> **WHAT IS REQUIRED**:
Rewrite the lines of the material below, from the line containing "Locate the dark" through the end of the material, inclusive, as a Markdown table with the columns No. and Line. Number each row and leave out any blank lines.

[Dataset records]
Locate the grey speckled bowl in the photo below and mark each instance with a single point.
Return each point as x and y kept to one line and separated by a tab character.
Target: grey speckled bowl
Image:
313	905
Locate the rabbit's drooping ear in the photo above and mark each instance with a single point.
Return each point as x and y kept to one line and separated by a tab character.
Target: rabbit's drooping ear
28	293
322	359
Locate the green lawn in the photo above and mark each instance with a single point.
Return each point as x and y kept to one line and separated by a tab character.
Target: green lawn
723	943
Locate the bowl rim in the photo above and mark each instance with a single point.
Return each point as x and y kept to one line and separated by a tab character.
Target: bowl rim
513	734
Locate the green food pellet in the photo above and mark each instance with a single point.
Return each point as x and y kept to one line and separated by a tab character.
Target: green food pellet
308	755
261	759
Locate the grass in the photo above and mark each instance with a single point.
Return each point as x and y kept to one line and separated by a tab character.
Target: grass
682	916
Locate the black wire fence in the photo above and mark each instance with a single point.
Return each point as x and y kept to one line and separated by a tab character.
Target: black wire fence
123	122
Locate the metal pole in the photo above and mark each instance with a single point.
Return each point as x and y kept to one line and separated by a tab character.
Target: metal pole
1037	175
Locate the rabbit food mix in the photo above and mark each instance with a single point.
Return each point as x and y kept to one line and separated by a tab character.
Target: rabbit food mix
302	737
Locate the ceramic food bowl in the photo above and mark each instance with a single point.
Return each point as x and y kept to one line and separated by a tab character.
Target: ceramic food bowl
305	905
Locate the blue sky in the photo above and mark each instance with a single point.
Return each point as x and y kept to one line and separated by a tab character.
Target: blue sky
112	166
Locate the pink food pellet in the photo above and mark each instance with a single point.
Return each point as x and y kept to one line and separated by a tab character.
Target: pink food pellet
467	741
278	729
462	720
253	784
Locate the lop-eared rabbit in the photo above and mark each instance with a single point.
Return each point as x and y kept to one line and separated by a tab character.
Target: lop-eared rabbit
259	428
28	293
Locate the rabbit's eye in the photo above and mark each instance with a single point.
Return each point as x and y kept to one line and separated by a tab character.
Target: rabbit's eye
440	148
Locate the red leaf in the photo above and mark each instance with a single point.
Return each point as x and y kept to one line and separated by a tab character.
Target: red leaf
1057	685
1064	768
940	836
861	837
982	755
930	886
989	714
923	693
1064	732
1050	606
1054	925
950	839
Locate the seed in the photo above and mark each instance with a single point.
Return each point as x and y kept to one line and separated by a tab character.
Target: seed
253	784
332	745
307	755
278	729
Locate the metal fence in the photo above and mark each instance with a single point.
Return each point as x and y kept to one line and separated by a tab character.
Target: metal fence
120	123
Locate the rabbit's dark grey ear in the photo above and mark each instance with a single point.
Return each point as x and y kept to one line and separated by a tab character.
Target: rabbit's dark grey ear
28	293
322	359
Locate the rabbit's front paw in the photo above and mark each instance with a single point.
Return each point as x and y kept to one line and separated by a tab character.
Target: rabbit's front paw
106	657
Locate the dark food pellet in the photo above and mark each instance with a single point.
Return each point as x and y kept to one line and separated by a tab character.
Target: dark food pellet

> **EXPECTED OUTPUT**:
| No. | Line |
|---|---|
| 1 | Locate the dark food pellet in the photo above and mark each instance with a single point. |
| 2 | Return each point as x and y kept to one line and separated by a tab character. |
| 3 | Target: dark food pellet |